**Exercise task**. Reproduce the listing below verbatim, from the first line to the last, with every point line in its original order.

** start **

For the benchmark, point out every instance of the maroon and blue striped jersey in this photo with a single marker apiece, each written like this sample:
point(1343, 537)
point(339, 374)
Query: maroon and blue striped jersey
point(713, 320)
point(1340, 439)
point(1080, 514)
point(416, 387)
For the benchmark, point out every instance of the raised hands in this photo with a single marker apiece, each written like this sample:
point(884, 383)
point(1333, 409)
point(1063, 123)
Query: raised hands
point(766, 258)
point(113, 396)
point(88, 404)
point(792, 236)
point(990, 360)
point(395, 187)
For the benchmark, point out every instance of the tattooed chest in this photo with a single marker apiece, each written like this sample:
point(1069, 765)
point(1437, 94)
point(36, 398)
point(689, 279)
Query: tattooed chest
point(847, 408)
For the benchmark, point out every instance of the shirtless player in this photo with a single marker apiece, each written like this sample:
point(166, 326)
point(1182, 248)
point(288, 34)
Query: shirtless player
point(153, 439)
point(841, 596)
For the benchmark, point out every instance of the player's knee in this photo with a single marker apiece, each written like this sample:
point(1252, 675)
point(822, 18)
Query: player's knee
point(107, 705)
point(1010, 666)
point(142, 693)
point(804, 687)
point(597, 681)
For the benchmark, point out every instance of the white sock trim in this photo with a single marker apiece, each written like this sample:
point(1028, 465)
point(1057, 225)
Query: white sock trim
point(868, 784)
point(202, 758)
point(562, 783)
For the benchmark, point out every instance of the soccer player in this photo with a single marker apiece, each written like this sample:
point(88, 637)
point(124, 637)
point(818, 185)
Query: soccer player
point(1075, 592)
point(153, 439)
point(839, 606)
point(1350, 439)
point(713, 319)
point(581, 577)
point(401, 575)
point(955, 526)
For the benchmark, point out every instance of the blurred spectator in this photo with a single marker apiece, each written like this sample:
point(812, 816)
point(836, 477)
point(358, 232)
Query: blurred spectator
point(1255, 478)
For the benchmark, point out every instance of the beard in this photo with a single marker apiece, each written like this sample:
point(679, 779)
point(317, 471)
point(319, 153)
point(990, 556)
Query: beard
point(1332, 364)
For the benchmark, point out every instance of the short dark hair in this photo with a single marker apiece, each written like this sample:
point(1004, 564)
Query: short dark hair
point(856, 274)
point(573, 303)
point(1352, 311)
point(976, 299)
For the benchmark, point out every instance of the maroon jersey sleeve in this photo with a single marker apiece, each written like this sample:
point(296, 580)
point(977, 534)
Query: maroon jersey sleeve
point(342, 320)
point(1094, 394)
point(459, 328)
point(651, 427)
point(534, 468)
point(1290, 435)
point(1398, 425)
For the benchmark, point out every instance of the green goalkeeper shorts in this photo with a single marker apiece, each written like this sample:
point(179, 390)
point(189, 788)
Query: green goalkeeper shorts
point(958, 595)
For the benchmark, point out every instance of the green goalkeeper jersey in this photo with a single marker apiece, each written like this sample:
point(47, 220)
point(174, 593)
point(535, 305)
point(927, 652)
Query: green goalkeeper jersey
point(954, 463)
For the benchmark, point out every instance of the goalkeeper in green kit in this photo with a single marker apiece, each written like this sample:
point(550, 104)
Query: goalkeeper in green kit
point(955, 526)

** end **

**Exercise response**.
For the benchmark, point out every instance of the maroon and blue striped jersey in this photo with a single marker apiece, each written like this sample:
point(1343, 537)
point(339, 374)
Query: maroon and blue striped jersey
point(713, 320)
point(1340, 439)
point(1080, 514)
point(416, 387)
For the benchmark, point out every instance of the raised hands in this photo with a single marker apiece, each written like this sample:
point(884, 383)
point(1333, 409)
point(1063, 123)
Query: raised hands
point(766, 258)
point(113, 396)
point(88, 404)
point(792, 236)
point(990, 360)
point(395, 187)
For the benchmark, point out every instance of the tattooed chest in this photo with a single marker apiece, each written like this sample:
point(1069, 765)
point(1437, 94)
point(36, 398)
point(689, 279)
Query: tattooed chest
point(847, 408)
For the benchmark, point out every instance of the shirtless player in this photo with a single marker apiece, each written like this sample:
point(166, 326)
point(1182, 248)
point(288, 34)
Query: shirtless player
point(153, 439)
point(841, 596)
For the benchmark, point out every instance of the player's knee in this photo with a single marker apiece, each written like this sample:
point(1252, 675)
point(822, 18)
Query: player's knee
point(107, 705)
point(1010, 666)
point(142, 693)
point(804, 687)
point(597, 681)
For the benchmark, point out every instance of the white sock trim in this photo with a single marker apiece, each written like this sample:
point(1028, 465)
point(1057, 225)
Query: white sock trim
point(868, 784)
point(202, 758)
point(562, 783)
For the benchmark, point out every instance of the soccer player in this photo with a single marker apiece, each written like this sample:
point(88, 637)
point(124, 637)
point(818, 185)
Query: soccer player
point(1075, 592)
point(153, 439)
point(839, 606)
point(1350, 439)
point(713, 319)
point(581, 577)
point(401, 575)
point(955, 526)
For the benchmark, point out every instance of the blurred spectator in this photo with a single marker apiece, each written like this sample:
point(812, 816)
point(836, 477)
point(358, 232)
Query: blurred spectator
point(1255, 478)
For the benchmark, point out every instance of the beard in this photo with a single marker apiece, each written like this sample:
point(679, 779)
point(317, 471)
point(319, 153)
point(990, 556)
Query: beard
point(1332, 364)
For the benchmark, point out every instance of the short dark hair in this photo with a single marker apiece, each written like this sample:
point(1004, 564)
Query: short dark hair
point(856, 274)
point(573, 303)
point(1352, 311)
point(976, 299)
For the benchmark, point out every instance of the maroon jersey sleeve in this photo with a single marker apiece, each written like this sample:
point(296, 580)
point(977, 534)
Query: maroon jersey sleeve
point(342, 320)
point(1094, 394)
point(459, 328)
point(651, 427)
point(534, 468)
point(1290, 435)
point(1398, 425)
For the benchmark, point out every instance of the green goalkeeper shorts in this photo with a single marker apiece, each written like this sample:
point(179, 390)
point(189, 788)
Query: green goalkeeper shorts
point(958, 595)
For the benchmark, point out every instance of the green goalkeeper jersey in this photo with a single marker apiece, each written like this sample:
point(47, 220)
point(174, 593)
point(535, 305)
point(927, 652)
Query: green goalkeeper jersey
point(954, 463)
For the benchmark, point out every instance of the goalkeeper in green kit in this photo with a single marker apiece, each written like this sample:
point(550, 104)
Query: goalkeeper in green kit
point(955, 526)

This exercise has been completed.